• **ОПИСАНИЕ ЗАДАНИЯ**:
Напишите продолжение текста о войне 1809 года, начав сразу после его последнего предложения.

───── ИСХОДНЫЙ ТЕКСТ ─────

Война 1809 года
На эрфуртском свидании был снова возобновлен союз между царем и императором. Александр получил на этот раз вексель на Финляндию и Дунайские княжества, признав, со своей стороны, нового короля Испании. Но этим прорехи были весьма скудно заштопаны. Прежде всего царь медлил приняться за общее дело с Наполеоном по отношению к Австрии: он хотя и обещал свою помощь, но обе стороны знали, что эта помощь будет лишь одной видимостью. В Вене Александр также не вызывал по этому поводу подозрений. Но эрфуртское зрелище все же произвело охлаждающее действие на австрийских сторонников войны, и Наполеон получил вследствие этого время, чтобы быстрым походом подавить испанское восстание, поскольку это было возможно сделать с регулярными войсками.

───── ИСХОДНЫЕ ДАННЫЕ ─────

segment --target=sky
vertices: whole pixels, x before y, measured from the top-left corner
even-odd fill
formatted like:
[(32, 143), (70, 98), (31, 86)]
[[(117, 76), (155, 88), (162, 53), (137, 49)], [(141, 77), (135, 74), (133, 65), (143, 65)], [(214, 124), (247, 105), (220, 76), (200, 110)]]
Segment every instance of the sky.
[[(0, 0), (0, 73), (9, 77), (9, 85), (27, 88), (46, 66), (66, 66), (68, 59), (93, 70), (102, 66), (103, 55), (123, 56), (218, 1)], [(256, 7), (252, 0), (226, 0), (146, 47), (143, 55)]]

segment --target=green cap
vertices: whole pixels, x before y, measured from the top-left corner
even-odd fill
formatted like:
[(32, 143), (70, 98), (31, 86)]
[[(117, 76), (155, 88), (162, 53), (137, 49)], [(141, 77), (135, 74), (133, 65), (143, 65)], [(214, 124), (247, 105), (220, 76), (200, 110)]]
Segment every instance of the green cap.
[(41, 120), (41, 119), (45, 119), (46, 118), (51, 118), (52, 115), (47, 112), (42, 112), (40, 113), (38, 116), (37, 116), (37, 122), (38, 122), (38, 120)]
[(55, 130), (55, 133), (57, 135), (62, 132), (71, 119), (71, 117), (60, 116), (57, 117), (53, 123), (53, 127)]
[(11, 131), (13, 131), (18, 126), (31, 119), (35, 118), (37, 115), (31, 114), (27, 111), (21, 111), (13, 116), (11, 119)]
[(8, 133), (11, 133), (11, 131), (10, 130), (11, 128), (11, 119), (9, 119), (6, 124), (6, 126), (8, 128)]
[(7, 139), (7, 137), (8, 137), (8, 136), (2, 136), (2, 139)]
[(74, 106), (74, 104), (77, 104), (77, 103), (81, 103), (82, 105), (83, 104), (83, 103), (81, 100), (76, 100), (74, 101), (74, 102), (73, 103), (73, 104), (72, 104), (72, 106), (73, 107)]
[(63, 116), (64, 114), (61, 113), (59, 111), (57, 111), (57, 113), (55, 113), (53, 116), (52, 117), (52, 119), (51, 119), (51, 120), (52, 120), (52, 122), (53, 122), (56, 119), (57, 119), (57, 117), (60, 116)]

─────

• **ИТОГОВЫЙ РЕЗУЛЬТАТ**:
В январе 1809 г. у него были совершенно развязаны руки, в то время как прусская королевская пара веселилась в Петербурге, где царь с расточительной роскошью праздновал их присутствие. Поездка имела те дурные последствия, которых боялись [309] Штейн и реформаторы. Она наложила перед всем светом на Пруссию печать зависимости, сделала короля более однобоким и близоруким во внутренней политике и более податливым и слабым во внешней. Царь играл с ним в фальшивую игру. Он был очень рад видеть Пруссию в союзе с Австрией, но он не хотел брать на себя ни малейшего риска в том случае, если бы это привело к нежелательным последствиям. Он отказывался от всякой помощи и защиты на случай столкновения прусского короля с Наполеоном; но он думал, что в конце концов никакая уступчивость не поможет и для России не будет вреда от того, если Пруссия примет участие в войне против Франции. Этот оракул совершенно запутал прусского короля, страдавшего и без того врожденной нерешительностью.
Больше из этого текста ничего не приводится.